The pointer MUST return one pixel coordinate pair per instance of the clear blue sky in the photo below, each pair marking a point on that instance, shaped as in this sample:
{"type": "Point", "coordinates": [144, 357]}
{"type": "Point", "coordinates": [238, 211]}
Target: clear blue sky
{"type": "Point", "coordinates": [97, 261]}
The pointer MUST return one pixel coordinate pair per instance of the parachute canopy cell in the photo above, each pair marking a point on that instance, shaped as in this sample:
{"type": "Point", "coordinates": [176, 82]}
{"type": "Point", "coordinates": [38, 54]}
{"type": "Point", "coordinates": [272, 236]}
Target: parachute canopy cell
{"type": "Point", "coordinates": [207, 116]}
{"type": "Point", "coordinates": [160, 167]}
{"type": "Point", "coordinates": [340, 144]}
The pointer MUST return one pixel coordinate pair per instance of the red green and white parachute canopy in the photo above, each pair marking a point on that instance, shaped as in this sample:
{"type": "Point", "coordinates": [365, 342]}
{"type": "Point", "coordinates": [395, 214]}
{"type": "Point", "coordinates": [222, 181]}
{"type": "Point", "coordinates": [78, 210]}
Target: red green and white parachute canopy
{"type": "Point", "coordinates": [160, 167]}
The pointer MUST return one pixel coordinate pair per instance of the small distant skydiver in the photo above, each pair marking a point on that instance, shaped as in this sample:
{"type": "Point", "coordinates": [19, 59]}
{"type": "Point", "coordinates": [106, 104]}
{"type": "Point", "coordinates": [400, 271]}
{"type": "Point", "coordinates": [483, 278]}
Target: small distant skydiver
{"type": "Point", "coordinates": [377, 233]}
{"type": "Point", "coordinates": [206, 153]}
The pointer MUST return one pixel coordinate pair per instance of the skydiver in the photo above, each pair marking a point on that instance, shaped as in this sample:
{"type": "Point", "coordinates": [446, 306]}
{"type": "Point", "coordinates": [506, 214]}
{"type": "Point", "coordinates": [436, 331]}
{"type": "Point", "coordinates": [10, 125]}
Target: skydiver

============

> **EXERCISE TASK**: Rewrite the records as a numbered list, starting at the line with "of the skydiver" and going through the last line of the records, both ends included. Leave out any blank lines.

> **EXERCISE RESPONSE**:
1. The pointer MUST return one pixel coordinate pair per instance of the skydiver in the photo above, each pair marking a point on that instance, shaped as in this sample:
2. {"type": "Point", "coordinates": [446, 306]}
3. {"type": "Point", "coordinates": [506, 214]}
4. {"type": "Point", "coordinates": [436, 331]}
5. {"type": "Point", "coordinates": [10, 125]}
6. Target: skydiver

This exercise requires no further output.